* **TASK REQUIREMENTS**
Copy the listing below word for word, without the pictures.

[Excerpts from a pointing dataset]
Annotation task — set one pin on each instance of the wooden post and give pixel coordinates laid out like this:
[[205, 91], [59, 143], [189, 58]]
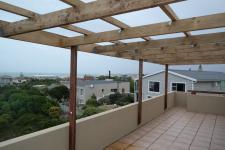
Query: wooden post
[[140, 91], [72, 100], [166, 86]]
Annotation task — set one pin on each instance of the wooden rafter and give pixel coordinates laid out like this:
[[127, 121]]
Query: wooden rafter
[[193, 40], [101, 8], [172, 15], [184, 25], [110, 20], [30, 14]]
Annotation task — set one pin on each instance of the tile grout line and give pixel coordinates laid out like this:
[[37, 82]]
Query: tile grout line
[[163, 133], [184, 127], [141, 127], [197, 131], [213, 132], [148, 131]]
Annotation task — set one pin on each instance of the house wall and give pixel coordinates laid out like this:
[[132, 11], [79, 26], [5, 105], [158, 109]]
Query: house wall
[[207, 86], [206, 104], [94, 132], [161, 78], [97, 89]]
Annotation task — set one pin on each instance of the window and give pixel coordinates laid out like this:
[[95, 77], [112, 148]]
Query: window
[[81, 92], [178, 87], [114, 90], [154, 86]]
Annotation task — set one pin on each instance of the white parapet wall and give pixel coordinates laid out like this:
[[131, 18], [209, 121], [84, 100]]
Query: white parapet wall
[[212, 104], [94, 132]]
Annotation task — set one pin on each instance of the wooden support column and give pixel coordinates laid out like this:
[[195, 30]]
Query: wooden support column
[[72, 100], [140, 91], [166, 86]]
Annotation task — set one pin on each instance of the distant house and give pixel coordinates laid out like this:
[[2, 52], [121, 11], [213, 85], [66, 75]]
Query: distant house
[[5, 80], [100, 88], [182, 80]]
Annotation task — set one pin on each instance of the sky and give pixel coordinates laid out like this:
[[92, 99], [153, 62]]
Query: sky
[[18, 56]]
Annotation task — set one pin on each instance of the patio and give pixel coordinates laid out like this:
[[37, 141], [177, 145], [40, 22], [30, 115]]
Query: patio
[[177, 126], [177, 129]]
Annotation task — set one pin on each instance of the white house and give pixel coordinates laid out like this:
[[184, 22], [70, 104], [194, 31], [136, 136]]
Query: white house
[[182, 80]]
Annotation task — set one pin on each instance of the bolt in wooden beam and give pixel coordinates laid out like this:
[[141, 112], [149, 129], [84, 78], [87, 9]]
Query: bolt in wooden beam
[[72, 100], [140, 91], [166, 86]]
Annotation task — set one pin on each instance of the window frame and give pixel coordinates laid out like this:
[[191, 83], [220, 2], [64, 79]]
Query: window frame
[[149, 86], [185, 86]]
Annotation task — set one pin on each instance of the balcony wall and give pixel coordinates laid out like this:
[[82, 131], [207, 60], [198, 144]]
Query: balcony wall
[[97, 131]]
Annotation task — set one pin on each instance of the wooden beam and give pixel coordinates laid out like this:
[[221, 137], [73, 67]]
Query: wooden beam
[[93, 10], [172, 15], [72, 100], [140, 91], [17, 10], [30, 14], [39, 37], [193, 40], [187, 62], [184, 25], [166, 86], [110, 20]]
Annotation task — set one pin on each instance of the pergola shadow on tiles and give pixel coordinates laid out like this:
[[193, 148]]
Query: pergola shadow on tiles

* **RESULT FOR THIS TASK**
Annotation task — set one pin on each instance of the wooden post and give pixel coordinates laid out like this:
[[205, 91], [59, 143], [189, 58]]
Query: wooden post
[[140, 91], [72, 100], [166, 86]]
Annotation task — set one pin on each instance of the wooden rafter and give pixel coordinates laid out like this:
[[127, 121]]
Query: wooden rafter
[[193, 40], [101, 8], [172, 15], [184, 25], [110, 20], [30, 14]]
Annotation task — set one pin on each instance of the tile grout line and give pixel coordinates laid out like this:
[[37, 82]]
Query: tile grout line
[[163, 133], [184, 127], [141, 127], [197, 131], [213, 132], [148, 131]]
Annotation task — set one pin on each instance of the house wall and give pixel coordinates laid out like this:
[[132, 11], [79, 26], [5, 105], [158, 109]]
Query: house wall
[[207, 86], [206, 104], [94, 132], [161, 78], [97, 89]]
Annotation task — set one pin on each instance of the window and give pixel coordinates laid out like this:
[[95, 77], [112, 148]]
Query: window
[[81, 92], [178, 87], [114, 90], [154, 86]]
Annotation task — set one pin on each instance of the white parapet wall and give pixel coordinates laid out like this:
[[131, 18], [209, 121], [84, 100]]
Query: white parapet wall
[[212, 104], [94, 132]]
Annotation task — set one pin on each instance of the wooden support column and give pixel coordinates laid out like this:
[[195, 30]]
Query: wooden support column
[[72, 100], [140, 91], [166, 86]]
Annotation task — set one pin on each instance of the distant house and give pixel coordinates laid out like this:
[[2, 52], [121, 11], [213, 85], [66, 75]]
Query: distant house
[[5, 80], [100, 88], [182, 80]]
Annotation task — set one pin on each instance of the sky and give pixel coordinates laid out like this:
[[92, 99], [153, 62]]
Query: sky
[[18, 56]]
Annotation task — set one pin on each instance of the patio and give pixel coordinates laid out like this:
[[37, 141], [177, 145], [40, 22], [30, 115]]
Query: patio
[[177, 126], [177, 129]]
Annotation task — set one pin on each instance of the white house and give pixel coordinates laid out like this:
[[184, 22], [70, 104], [194, 31], [136, 136]]
Query: white house
[[182, 80]]
Annotation task — set one pin on each instance of the bolt in wooden beam and give pixel coordinates laid out like this:
[[141, 112], [149, 129], [84, 78], [87, 9]]
Query: bolt in wooden beam
[[72, 100], [140, 91], [166, 86]]
Annotation task — set one pin on each instance of the window frame and give pixel coordinates laid out like this:
[[191, 83], [220, 2], [64, 79]]
Query: window frame
[[149, 86], [185, 86]]
Annotation task — set one pin on each instance of the balcony wall and give pixel coordinates laid out like this:
[[82, 131], [207, 60], [198, 144]]
Query: balcony wall
[[97, 131]]
Annotation task — set one pin on each instance of the wooden beam and give pixel coordinates laid out like this:
[[221, 137], [73, 67]]
Query: wooden beam
[[93, 10], [172, 15], [72, 100], [140, 91], [17, 10], [30, 14], [39, 37], [193, 40], [187, 62], [184, 25], [166, 86], [110, 20]]
Annotation task — set one pin on each instance of the pergola shadow on tiles and give pixel coordinates laid out like this:
[[193, 148]]
Query: pergola shadow on tiles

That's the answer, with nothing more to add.